#### Exercise details:
Give back the entire listing verbatim.

── Data supplied ──

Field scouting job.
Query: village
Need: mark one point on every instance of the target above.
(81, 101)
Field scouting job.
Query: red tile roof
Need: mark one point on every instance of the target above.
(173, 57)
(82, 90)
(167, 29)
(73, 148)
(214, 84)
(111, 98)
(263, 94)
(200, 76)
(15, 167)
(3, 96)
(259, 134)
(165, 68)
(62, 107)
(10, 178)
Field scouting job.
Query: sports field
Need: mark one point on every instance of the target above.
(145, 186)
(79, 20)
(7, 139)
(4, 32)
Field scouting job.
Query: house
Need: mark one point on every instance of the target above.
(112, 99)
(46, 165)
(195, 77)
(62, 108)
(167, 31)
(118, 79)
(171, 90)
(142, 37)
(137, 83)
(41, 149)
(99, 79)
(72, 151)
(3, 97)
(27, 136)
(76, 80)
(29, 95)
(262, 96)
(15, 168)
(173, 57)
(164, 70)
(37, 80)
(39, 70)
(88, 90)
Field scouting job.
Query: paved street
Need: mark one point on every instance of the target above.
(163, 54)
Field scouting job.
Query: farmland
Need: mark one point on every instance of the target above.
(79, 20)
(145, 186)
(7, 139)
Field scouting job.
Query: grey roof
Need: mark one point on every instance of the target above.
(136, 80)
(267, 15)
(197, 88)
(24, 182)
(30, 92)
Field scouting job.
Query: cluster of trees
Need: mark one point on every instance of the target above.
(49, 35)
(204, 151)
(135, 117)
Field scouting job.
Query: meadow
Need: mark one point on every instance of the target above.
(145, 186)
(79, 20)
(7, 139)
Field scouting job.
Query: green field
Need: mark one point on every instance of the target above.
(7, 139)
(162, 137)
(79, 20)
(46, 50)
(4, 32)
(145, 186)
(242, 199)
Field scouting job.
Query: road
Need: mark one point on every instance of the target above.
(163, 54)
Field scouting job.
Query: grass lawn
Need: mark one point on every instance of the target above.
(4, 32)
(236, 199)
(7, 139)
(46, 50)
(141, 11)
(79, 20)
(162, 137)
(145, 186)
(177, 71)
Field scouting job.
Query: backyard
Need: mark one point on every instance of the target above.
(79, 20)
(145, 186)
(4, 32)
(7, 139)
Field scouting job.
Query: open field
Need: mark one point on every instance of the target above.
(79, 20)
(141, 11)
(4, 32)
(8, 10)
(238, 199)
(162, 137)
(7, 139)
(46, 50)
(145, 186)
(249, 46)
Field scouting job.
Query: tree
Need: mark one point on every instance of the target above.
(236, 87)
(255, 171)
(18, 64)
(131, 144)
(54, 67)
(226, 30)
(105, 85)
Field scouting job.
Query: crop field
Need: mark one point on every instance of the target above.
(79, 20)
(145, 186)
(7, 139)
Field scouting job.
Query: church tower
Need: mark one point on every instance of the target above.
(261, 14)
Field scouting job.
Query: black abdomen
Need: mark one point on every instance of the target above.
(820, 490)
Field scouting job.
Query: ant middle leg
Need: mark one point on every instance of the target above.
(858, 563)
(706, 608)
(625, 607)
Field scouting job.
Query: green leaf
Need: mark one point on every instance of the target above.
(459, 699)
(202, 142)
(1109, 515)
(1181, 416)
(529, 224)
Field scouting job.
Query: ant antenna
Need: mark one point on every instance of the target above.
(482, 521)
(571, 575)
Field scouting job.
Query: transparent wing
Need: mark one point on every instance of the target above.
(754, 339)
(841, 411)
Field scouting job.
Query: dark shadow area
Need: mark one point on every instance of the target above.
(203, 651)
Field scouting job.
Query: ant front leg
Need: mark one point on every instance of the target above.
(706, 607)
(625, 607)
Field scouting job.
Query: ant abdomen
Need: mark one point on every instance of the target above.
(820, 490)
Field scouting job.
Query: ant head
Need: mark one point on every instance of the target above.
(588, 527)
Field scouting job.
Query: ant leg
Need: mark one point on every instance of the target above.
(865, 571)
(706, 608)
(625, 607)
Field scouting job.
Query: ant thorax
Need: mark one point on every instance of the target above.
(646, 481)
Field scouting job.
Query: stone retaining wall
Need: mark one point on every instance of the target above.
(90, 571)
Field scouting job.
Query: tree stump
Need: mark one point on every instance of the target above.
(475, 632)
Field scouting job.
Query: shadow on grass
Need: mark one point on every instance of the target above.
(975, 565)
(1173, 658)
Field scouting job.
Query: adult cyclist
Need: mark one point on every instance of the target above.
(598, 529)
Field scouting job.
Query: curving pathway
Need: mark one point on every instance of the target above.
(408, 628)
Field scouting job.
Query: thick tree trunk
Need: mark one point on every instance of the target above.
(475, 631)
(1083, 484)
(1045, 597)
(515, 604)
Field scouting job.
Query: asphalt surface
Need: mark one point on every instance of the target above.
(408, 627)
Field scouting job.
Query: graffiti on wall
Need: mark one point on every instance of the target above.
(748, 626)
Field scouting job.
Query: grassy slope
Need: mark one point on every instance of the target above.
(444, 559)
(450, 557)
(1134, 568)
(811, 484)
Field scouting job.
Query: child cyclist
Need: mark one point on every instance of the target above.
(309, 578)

───

#### Answer for this exercise:
Field scouting job.
Query: village
Need: mark one point on every instance of the target above.
(81, 101)
Field scouting job.
Query: red tile roof
Need: mark one point on every instance of the target above.
(173, 57)
(82, 90)
(167, 29)
(73, 148)
(214, 84)
(111, 98)
(263, 94)
(200, 76)
(15, 167)
(3, 96)
(259, 134)
(165, 68)
(62, 107)
(10, 178)
Field scouting job.
Query: sports field
Need: mark one point on every instance of the target above.
(145, 186)
(79, 20)
(7, 139)
(4, 32)
Field scouting job.
Query: house
Need: mark one point on every instance of the target above.
(112, 99)
(46, 165)
(195, 77)
(62, 108)
(167, 31)
(118, 79)
(171, 90)
(142, 37)
(137, 83)
(41, 149)
(99, 79)
(72, 151)
(3, 97)
(27, 136)
(76, 80)
(29, 95)
(262, 96)
(15, 168)
(173, 57)
(164, 70)
(37, 80)
(39, 70)
(88, 90)
Field scouting job.
Query: paved street
Need: mark one point on every instance of the target above.
(163, 54)
Field scouting job.
Query: farmland
Need: mark one point on every instance of the target above.
(79, 20)
(145, 186)
(7, 139)
Field scouting job.
Query: grey roof
Need: mark one point on every instance of the target above.
(136, 80)
(267, 15)
(197, 88)
(24, 182)
(30, 92)
Field scouting job.
Query: cluster of trees
Need: mark one point on every instance of the target above.
(49, 35)
(204, 151)
(135, 117)
Field scouting job.
Query: meadow
Need: mark one point on every instance of the target above.
(145, 186)
(79, 20)
(7, 139)
Field scouting job.
Query: green field
Need: mark one point on every instance of the target above.
(7, 139)
(162, 137)
(79, 20)
(46, 50)
(4, 32)
(145, 186)
(242, 199)
Field scouting job.
Query: road
Need: mark one point on every instance of the target above.
(163, 54)
Field scouting job.
Query: grass lawn
Need: mark one point on every instance of the target above.
(4, 32)
(236, 199)
(7, 139)
(46, 50)
(141, 11)
(79, 20)
(162, 137)
(145, 186)
(177, 71)
Field scouting job.
Query: backyard
Need: mark one point on every instance of the target above.
(79, 20)
(145, 186)
(4, 32)
(7, 139)
Field scouting job.
Query: open field
Need: mark one point on every instance of the target above.
(79, 20)
(141, 11)
(4, 32)
(8, 10)
(238, 199)
(162, 137)
(7, 139)
(46, 50)
(145, 186)
(249, 46)
Field scouting job.
Query: tree
Need: mark one point on every instance of the target above.
(236, 87)
(255, 171)
(18, 64)
(131, 144)
(54, 67)
(226, 30)
(105, 85)
Field scouting job.
Query: crop field
Need: mark one point on every instance of the target above.
(79, 20)
(145, 186)
(7, 139)
Field scouting job.
Query: church tower
Need: mark one point on every instance of the target above.
(261, 14)
Field scouting job.
Query: black abdomen
Need: mark one point on every instance of the target above.
(820, 490)
Field scouting job.
Query: ant middle leg
Need: mark one point on every instance of the target above.
(858, 563)
(706, 608)
(625, 607)
Field scouting job.
Query: green leaf
Need: mark one point on every instance of the target above.
(459, 699)
(202, 142)
(1109, 515)
(1181, 416)
(529, 224)
Field scouting job.
Query: ant antenna
Need: mark one point on every instance of the target above.
(482, 521)
(571, 575)
Field scouting job.
Query: transparent wing
Need: mark one point on every instance of the target above.
(754, 339)
(841, 411)
Field scouting job.
Query: dark shadow area
Need: mark one point on every instance of the target above.
(203, 651)
Field scouting job.
Query: ant front leg
Need: mark one point on every instance of the target above.
(706, 607)
(625, 607)
Field scouting job.
Query: ant abdomen
Need: mark one point on every instance of the target above.
(820, 490)
Field scouting job.
Query: ant head
Need: mark one point on every instance of the target above.
(588, 527)
Field scouting job.
Query: ant leg
Need: mark one point on every instance of the target above.
(865, 571)
(706, 608)
(625, 607)
Field scouting job.
Query: ant thorax
Need: mark one point on every instance of the target above.
(646, 481)
Field scouting job.
Query: stone retaining wall
Need: mark one point on every instance of the target above.
(90, 571)
Field scouting job.
Query: tree stump
Need: mark one point on every instance of the target above.
(475, 632)
Field scouting job.
Query: shadow on grass
Need: mark one point on every instance of the target above.
(975, 565)
(1173, 658)
Field scouting job.
Query: adult cyclist
Need: mark one point on every instance of the target above.
(598, 529)
Field scouting job.
Query: curving pathway
Need: mark one point on every instance of the target above.
(408, 628)
Field scouting job.
Query: thick tree trunk
Need: mark one point on every instance of the target above.
(475, 631)
(1083, 484)
(1045, 597)
(515, 604)
Field scouting job.
Query: asphalt surface
Need: mark one point on every instance of the target above.
(408, 627)
Field scouting job.
Query: graffiti on wall
Need: mark one point on every instance of the target above.
(748, 626)
Field scouting job.
Query: grassy slope
Need: mark one point on every instance of the target above.
(444, 559)
(450, 557)
(1134, 568)
(811, 484)
Field scouting job.
Query: child cyclist
Need: mark one point on every instance of the target above.
(309, 578)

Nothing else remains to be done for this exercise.